TASKS:
1) The New Year reflection below names the things that really matter, according to the clichés the writer now accepts. List each one.
2) In the New Year reflection below, where was the writer moving from, and where to, at this time last year?
3) Copy the stretch from "I can’t help" through "we really are." in the New Year reflection below.

EXTRACTED TEXT:
Well, it’s time again to ring in the New Year, and I’m just thankful to have an internet connection that consists of more than two bars. I never would have thought that all the cliches were really correct after all these years: that it is really only the value of family and friends that matter, the value of having a home to return to and a place to feel warm and comfortable.
I suppose New Years will always be something of a hard time for me. It has been the beginning of many ends for me. Although, I suppose every beginning, is truly the start of some end, New Years has held a specific significance for relationships past. I have began one significant relationship under the pretense of a brand new year, and just last year I made a jump across the ocean in an attempt to see if love could indeed straddle
both hemispheres. Undoubtedly, it couldn’t. So to look back now, across a city that is still, may I remind you, still, covered in snow, I am a little forlorn.
I can’t help but think about last year, my bags half packed and my heart on a fragile limb waiting to be broken by the reality of moving from my precious Vancouver haven to the harsh summer sands of Western Australia. It is always a funny reality, no matter how old we become, to look back a year and realize how young we were and how small we really are.
And, I suppose that is the essence of New Years for some of us. I suppose that is why I become so depressed when this apparently momentous event rolls around. I become so enthralled by the things that were happening at this time last year and all the things that I was supposed to accomplish, that I somehow miss out on all the celebrations.

DATA:
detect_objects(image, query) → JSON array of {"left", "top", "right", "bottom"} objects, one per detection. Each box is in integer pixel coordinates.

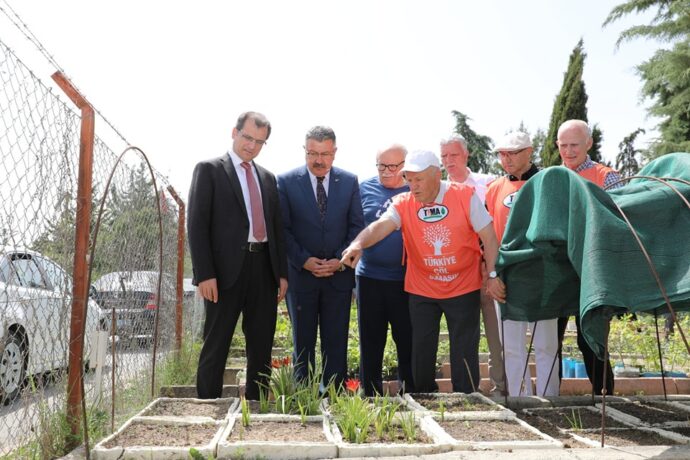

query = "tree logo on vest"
[
  {"left": 417, "top": 204, "right": 448, "bottom": 224},
  {"left": 424, "top": 225, "right": 450, "bottom": 256},
  {"left": 503, "top": 192, "right": 517, "bottom": 208},
  {"left": 423, "top": 224, "right": 458, "bottom": 283}
]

PER-TASK OUTPUTS:
1)
- Family and friends
- Having a home to return to
- A place to feel warm and comfortable

2) The writer was moving from Vancouver to Western Australia.

3)
I can’t help but think about last year, my bags half packed and my heart on a fragile limb waiting to be broken by the reality of moving from my precious Vancouver haven to the harsh summer sands of Western Australia. It is always a funny reality, no matter how old we become, to look back a year and realize how young we were and how small we really are.